#### [Given records]

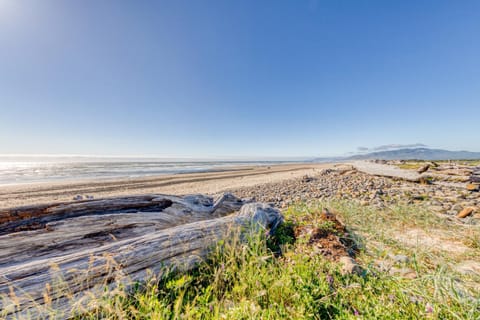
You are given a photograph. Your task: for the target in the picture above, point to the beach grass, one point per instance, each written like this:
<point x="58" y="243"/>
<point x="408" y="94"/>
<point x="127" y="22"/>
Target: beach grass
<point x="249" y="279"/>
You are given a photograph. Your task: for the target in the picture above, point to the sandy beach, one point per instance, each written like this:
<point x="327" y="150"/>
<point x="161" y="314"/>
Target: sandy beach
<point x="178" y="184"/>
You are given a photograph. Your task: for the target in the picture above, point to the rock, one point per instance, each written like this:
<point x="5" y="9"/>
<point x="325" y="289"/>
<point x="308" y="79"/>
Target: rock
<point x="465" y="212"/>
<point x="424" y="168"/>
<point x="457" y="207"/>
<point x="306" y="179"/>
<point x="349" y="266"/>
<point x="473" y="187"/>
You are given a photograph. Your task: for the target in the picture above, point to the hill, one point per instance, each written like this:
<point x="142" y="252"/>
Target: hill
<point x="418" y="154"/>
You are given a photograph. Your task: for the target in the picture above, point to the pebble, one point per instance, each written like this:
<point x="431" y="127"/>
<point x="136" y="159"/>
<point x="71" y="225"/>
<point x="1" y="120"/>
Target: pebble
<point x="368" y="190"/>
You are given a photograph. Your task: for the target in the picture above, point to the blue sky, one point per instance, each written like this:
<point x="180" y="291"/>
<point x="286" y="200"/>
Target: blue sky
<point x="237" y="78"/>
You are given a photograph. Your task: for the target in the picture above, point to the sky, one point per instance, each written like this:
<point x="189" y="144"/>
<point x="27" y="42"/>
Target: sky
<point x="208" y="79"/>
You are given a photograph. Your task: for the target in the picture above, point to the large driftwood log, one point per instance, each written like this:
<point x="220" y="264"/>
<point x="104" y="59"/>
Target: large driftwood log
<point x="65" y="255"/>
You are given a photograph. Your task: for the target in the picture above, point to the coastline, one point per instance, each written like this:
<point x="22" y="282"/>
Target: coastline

#### [What is expected]
Copy out exactly the lines from the one containing "Target: large driftwood log" through the last line above, keeping both end lines.

#### [Answer area]
Target: large driftwood log
<point x="65" y="255"/>
You are given a photograph. Your task: for the target in the picture above, point to the coastline, one point per instance, each written like this:
<point x="22" y="282"/>
Target: coastline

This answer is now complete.